◆ Brief: Below, find the line containing "Target: pavement shadow" and the line containing "Target: drainpipe"; reproduce exactly those two and every line between them, omitting pictures.
[Material provided]
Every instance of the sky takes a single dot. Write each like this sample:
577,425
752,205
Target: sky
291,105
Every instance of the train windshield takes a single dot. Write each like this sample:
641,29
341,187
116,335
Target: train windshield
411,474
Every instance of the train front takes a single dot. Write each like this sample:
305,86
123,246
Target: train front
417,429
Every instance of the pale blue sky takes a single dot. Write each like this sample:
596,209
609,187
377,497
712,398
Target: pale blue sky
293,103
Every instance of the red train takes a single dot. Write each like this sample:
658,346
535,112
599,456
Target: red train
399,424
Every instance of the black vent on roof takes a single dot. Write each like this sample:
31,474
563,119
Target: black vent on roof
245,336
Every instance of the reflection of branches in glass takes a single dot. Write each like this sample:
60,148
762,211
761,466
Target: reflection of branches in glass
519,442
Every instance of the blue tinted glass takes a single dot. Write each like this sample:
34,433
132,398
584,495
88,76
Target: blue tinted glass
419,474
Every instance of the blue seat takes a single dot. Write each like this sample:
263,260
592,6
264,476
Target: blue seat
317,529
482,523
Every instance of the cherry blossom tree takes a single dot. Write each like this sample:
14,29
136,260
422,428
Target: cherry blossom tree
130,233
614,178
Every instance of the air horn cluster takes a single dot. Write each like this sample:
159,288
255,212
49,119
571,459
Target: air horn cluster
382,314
[/Material provided]
[Material provided]
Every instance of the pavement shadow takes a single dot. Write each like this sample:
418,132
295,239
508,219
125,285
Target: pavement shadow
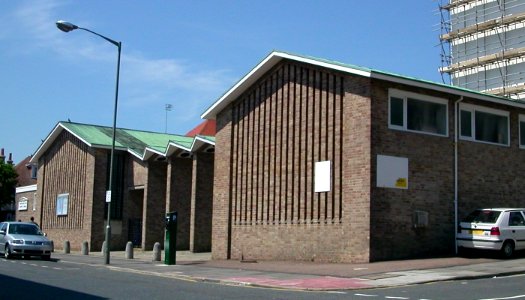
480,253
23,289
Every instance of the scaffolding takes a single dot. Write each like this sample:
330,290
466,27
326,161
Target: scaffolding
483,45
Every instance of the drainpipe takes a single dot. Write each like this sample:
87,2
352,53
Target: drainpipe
[/Material provided]
◆ Response:
Target: pavement shadow
480,253
23,289
Every instance of the scaffolding takes a single dot. Write each like this sample:
330,290
466,27
326,161
Target: scaffolding
483,45
Every instance of the drainpipe takes a single dot. Write each like this sample:
87,2
352,53
Target: drainpipe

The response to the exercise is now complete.